**Required work**:
Count the lines below containing "pavilion". Number only.
*** Provided records ***
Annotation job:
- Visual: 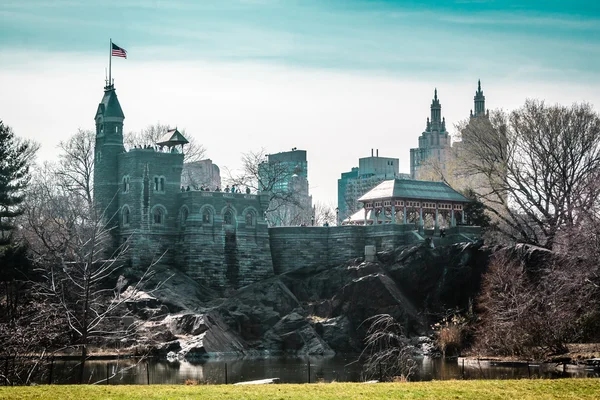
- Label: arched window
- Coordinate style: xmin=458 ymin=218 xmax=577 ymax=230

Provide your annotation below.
xmin=202 ymin=209 xmax=212 ymax=224
xmin=180 ymin=207 xmax=189 ymax=226
xmin=245 ymin=212 xmax=255 ymax=227
xmin=122 ymin=176 xmax=130 ymax=193
xmin=122 ymin=206 xmax=130 ymax=226
xmin=223 ymin=210 xmax=233 ymax=225
xmin=153 ymin=207 xmax=165 ymax=225
xmin=160 ymin=177 xmax=165 ymax=192
xmin=154 ymin=177 xmax=159 ymax=191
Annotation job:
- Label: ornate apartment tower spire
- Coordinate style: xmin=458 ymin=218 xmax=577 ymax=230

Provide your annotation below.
xmin=472 ymin=79 xmax=486 ymax=117
xmin=409 ymin=88 xmax=451 ymax=179
xmin=93 ymin=82 xmax=125 ymax=224
xmin=430 ymin=88 xmax=442 ymax=128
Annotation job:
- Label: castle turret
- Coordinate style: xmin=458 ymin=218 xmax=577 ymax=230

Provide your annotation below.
xmin=473 ymin=79 xmax=486 ymax=117
xmin=93 ymin=83 xmax=125 ymax=225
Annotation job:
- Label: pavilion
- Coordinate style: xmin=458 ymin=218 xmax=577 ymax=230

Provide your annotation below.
xmin=344 ymin=179 xmax=470 ymax=231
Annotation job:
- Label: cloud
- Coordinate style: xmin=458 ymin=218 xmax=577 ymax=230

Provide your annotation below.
xmin=2 ymin=1 xmax=600 ymax=203
xmin=1 ymin=52 xmax=599 ymax=204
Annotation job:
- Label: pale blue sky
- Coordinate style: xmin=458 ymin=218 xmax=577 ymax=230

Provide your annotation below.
xmin=1 ymin=0 xmax=600 ymax=203
xmin=2 ymin=0 xmax=600 ymax=79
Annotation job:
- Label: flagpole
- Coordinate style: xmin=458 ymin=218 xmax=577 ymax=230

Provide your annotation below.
xmin=109 ymin=38 xmax=112 ymax=87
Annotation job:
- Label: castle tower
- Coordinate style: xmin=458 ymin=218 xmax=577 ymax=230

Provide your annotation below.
xmin=93 ymin=83 xmax=125 ymax=225
xmin=472 ymin=79 xmax=486 ymax=117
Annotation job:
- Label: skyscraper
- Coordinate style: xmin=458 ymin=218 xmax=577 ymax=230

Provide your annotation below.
xmin=258 ymin=149 xmax=312 ymax=226
xmin=409 ymin=89 xmax=452 ymax=180
xmin=337 ymin=149 xmax=409 ymax=221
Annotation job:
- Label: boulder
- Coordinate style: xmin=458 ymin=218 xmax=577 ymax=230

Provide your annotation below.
xmin=315 ymin=316 xmax=360 ymax=353
xmin=164 ymin=313 xmax=208 ymax=336
xmin=384 ymin=242 xmax=489 ymax=312
xmin=214 ymin=278 xmax=302 ymax=345
xmin=280 ymin=261 xmax=382 ymax=303
xmin=331 ymin=272 xmax=422 ymax=336
xmin=263 ymin=312 xmax=334 ymax=355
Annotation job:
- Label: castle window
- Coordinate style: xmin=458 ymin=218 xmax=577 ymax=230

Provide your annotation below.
xmin=154 ymin=176 xmax=166 ymax=193
xmin=153 ymin=207 xmax=165 ymax=225
xmin=245 ymin=212 xmax=255 ymax=227
xmin=180 ymin=207 xmax=189 ymax=226
xmin=202 ymin=209 xmax=212 ymax=224
xmin=122 ymin=176 xmax=130 ymax=193
xmin=122 ymin=206 xmax=130 ymax=226
xmin=223 ymin=210 xmax=233 ymax=225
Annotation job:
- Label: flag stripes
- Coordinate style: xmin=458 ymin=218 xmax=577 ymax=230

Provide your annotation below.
xmin=111 ymin=43 xmax=127 ymax=58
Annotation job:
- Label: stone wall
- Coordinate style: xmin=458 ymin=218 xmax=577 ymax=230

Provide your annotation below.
xmin=269 ymin=224 xmax=421 ymax=274
xmin=175 ymin=191 xmax=274 ymax=290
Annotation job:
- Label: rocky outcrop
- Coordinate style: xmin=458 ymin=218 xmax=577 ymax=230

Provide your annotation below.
xmin=147 ymin=312 xmax=248 ymax=359
xmin=131 ymin=241 xmax=498 ymax=359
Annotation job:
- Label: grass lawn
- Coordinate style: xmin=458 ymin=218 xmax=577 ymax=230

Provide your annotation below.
xmin=0 ymin=379 xmax=599 ymax=399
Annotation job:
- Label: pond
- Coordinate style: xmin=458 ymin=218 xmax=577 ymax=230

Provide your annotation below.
xmin=37 ymin=355 xmax=600 ymax=385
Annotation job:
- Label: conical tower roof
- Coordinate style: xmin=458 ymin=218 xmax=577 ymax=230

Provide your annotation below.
xmin=95 ymin=86 xmax=125 ymax=119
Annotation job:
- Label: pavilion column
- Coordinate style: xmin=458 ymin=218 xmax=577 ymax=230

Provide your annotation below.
xmin=419 ymin=204 xmax=423 ymax=228
xmin=391 ymin=204 xmax=396 ymax=224
xmin=461 ymin=205 xmax=466 ymax=224
xmin=403 ymin=204 xmax=407 ymax=224
xmin=434 ymin=203 xmax=439 ymax=232
xmin=364 ymin=207 xmax=367 ymax=225
xmin=451 ymin=206 xmax=455 ymax=227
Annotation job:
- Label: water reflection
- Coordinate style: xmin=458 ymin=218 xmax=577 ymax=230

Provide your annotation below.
xmin=43 ymin=356 xmax=599 ymax=385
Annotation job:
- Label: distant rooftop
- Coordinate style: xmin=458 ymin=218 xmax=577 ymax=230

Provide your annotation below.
xmin=268 ymin=149 xmax=307 ymax=163
xmin=156 ymin=128 xmax=189 ymax=147
xmin=358 ymin=179 xmax=469 ymax=203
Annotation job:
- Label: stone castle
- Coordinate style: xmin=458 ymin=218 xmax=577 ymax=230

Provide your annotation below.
xmin=93 ymin=82 xmax=479 ymax=292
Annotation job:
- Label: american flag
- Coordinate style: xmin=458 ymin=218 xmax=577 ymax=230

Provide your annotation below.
xmin=111 ymin=43 xmax=127 ymax=58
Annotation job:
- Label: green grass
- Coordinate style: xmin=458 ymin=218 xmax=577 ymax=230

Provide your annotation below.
xmin=1 ymin=379 xmax=599 ymax=399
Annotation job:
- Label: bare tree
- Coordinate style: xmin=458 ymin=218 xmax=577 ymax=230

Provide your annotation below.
xmin=125 ymin=122 xmax=206 ymax=163
xmin=226 ymin=148 xmax=311 ymax=226
xmin=455 ymin=101 xmax=600 ymax=250
xmin=359 ymin=314 xmax=417 ymax=381
xmin=312 ymin=201 xmax=337 ymax=226
xmin=21 ymin=163 xmax=165 ymax=383
xmin=473 ymin=246 xmax=600 ymax=358
xmin=56 ymin=129 xmax=95 ymax=208
xmin=473 ymin=251 xmax=539 ymax=357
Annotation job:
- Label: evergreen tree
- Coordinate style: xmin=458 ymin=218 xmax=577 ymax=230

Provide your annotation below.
xmin=0 ymin=120 xmax=34 ymax=322
xmin=0 ymin=120 xmax=31 ymax=246
xmin=462 ymin=187 xmax=491 ymax=228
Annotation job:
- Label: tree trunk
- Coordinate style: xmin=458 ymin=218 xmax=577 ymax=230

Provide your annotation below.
xmin=78 ymin=342 xmax=87 ymax=384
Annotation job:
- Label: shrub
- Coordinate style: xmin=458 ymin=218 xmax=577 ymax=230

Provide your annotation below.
xmin=359 ymin=314 xmax=417 ymax=381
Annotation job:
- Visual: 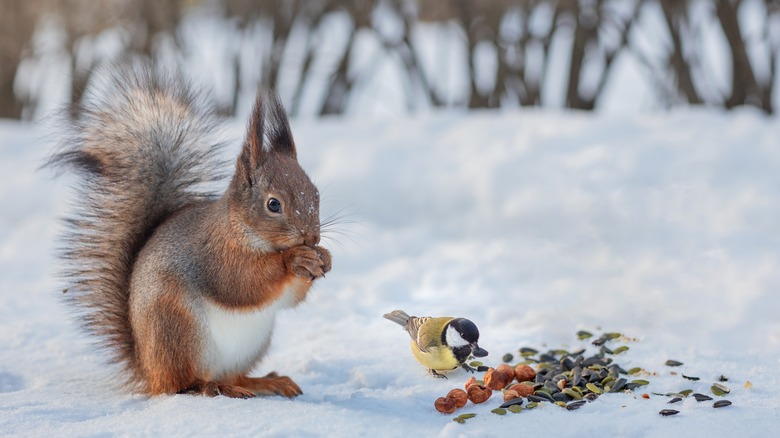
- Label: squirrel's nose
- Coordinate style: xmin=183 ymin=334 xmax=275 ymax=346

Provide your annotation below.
xmin=303 ymin=234 xmax=320 ymax=246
*** End of Provided records ***
**Your response**:
2